WHAT IS EXPECTED: List everything in the records from the line containing "[mark] region of wooden building" down to the line containing "[[[0,73],[0,194],[290,194],[293,112]]]", both included, as a numbered list without the blank lines.

DATASET RECORDS:

--------------------------------

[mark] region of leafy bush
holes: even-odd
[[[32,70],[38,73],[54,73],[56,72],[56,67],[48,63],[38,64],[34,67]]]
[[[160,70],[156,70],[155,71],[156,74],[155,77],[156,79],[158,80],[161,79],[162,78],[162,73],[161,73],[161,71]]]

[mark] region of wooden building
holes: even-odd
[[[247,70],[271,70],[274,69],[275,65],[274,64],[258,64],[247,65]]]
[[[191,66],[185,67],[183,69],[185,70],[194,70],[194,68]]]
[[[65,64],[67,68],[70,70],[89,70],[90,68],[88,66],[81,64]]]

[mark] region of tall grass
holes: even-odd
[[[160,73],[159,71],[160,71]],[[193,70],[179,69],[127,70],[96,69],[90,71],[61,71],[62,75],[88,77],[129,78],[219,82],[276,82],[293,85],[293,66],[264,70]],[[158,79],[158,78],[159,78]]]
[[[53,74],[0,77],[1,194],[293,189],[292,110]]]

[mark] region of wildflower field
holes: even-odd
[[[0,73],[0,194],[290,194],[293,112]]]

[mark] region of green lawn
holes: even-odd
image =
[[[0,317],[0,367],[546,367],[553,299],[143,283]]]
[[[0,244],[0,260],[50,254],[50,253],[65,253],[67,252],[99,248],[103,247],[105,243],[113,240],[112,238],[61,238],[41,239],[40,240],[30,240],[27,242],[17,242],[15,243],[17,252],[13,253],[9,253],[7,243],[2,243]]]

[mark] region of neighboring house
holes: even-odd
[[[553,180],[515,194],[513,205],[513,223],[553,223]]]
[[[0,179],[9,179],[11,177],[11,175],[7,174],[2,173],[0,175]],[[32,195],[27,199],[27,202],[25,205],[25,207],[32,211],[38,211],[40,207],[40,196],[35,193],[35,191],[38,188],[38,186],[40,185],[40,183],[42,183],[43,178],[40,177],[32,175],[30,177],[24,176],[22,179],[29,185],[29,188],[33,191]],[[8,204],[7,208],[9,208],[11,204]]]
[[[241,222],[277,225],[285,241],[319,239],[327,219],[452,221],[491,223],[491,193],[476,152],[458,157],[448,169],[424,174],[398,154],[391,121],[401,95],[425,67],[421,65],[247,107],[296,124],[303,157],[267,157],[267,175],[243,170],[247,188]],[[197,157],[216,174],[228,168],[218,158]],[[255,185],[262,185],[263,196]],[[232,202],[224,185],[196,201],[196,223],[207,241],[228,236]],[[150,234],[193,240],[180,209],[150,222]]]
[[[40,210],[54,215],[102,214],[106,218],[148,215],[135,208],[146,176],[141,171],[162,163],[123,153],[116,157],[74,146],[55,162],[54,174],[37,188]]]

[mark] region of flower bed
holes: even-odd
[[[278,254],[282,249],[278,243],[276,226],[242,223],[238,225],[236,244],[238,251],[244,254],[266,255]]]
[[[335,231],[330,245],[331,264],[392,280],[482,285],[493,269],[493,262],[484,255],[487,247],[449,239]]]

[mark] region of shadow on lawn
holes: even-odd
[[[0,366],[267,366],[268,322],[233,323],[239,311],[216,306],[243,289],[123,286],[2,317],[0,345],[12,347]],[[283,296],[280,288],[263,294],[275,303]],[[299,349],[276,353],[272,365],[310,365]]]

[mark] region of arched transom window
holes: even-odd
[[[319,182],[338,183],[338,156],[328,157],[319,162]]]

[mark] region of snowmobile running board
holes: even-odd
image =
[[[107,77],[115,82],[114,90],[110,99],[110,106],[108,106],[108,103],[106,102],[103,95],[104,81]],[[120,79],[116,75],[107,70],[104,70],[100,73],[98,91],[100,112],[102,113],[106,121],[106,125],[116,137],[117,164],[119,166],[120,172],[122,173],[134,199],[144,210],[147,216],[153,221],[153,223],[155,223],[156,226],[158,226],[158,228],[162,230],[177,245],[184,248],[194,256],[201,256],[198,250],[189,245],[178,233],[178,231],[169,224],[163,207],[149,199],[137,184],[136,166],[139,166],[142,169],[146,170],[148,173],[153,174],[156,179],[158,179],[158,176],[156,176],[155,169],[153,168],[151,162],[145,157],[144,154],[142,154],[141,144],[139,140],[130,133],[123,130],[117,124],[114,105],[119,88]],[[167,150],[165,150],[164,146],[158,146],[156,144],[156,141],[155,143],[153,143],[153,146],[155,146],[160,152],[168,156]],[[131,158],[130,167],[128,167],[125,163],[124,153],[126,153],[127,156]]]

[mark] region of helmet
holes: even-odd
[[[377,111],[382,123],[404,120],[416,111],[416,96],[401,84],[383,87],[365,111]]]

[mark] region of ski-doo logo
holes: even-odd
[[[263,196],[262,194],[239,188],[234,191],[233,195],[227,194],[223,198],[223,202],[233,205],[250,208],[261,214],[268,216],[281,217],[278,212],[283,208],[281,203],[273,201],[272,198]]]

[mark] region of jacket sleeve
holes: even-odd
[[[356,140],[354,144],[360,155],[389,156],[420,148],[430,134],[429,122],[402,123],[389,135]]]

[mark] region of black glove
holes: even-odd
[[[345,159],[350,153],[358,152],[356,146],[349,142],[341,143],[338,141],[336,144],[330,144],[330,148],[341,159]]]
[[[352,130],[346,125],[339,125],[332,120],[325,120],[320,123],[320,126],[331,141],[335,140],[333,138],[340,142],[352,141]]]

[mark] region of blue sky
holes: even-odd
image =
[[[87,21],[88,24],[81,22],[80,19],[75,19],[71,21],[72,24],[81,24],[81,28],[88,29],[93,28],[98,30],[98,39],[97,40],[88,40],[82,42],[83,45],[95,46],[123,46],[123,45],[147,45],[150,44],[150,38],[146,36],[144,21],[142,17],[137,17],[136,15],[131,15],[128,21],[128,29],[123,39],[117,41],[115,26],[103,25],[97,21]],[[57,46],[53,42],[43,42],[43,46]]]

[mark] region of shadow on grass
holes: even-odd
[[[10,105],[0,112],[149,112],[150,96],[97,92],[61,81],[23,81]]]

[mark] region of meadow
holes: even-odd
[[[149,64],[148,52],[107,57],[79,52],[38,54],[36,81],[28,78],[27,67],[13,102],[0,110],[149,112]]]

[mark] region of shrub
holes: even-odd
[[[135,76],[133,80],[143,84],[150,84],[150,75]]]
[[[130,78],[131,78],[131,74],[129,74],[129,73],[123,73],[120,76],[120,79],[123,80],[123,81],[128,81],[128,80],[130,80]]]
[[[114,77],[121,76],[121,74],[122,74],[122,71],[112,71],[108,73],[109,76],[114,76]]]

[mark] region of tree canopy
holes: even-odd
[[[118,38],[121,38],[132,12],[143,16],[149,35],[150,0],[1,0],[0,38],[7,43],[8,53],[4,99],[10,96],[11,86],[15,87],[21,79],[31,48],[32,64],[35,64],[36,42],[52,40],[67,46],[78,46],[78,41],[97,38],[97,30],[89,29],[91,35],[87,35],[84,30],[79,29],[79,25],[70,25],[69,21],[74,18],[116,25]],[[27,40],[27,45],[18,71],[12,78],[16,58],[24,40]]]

--------------------------------

ANSWER IN FULL:
1. [mark] region of wooden building
2. holes: even-odd
3. [[[247,70],[271,70],[274,69],[275,65],[274,64],[258,64],[247,65]]]
4. [[[191,66],[185,67],[183,69],[185,70],[194,70],[194,68]]]
5. [[[65,64],[67,68],[70,70],[89,70],[90,68],[88,66],[81,64]]]
6. [mark] region of tall grass
7. holes: even-odd
8. [[[160,73],[159,71],[160,71]],[[193,70],[179,69],[127,70],[96,69],[90,71],[61,71],[62,75],[88,77],[129,78],[219,82],[276,82],[293,85],[293,66],[264,70]],[[158,79],[158,78],[159,78]]]
9. [[[53,74],[0,77],[1,194],[293,189],[292,110]]]
10. [mark] region of wildflower field
11. holes: even-odd
12. [[[0,73],[0,194],[290,194],[293,112]]]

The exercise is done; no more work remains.